=== GIVEN INSTRUCTION ===
Output the full listing below exactly as it reads, and skip anything that is a picture.

Data listing
------------------------------

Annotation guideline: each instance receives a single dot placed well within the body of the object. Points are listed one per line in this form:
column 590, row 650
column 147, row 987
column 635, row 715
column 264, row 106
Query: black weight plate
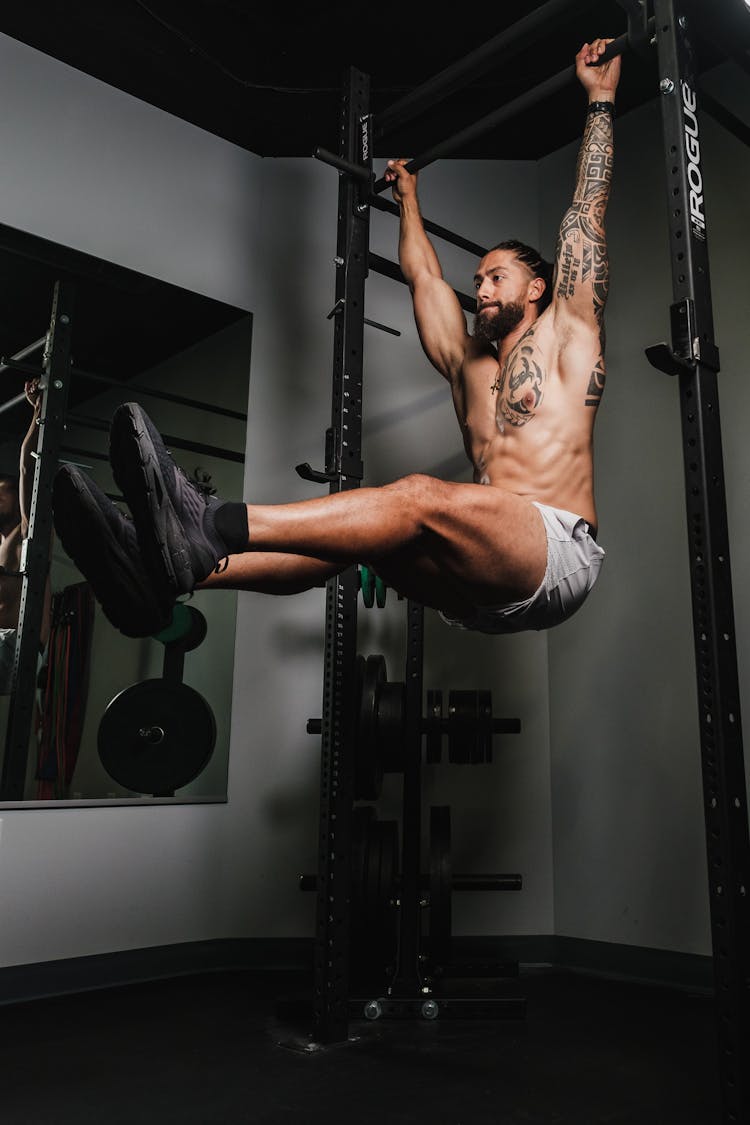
column 156, row 736
column 441, row 883
column 462, row 727
column 380, row 910
column 390, row 709
column 368, row 771
column 485, row 727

------------------------------

=== OUTPUT OF THE EXERCISE ===
Annotation guideline: each instance receives a single dot placed well within the body of the object. Points are listed one per line in this form:
column 590, row 650
column 147, row 987
column 635, row 715
column 264, row 106
Query: black weight plate
column 156, row 736
column 441, row 883
column 462, row 727
column 380, row 910
column 390, row 709
column 368, row 771
column 485, row 727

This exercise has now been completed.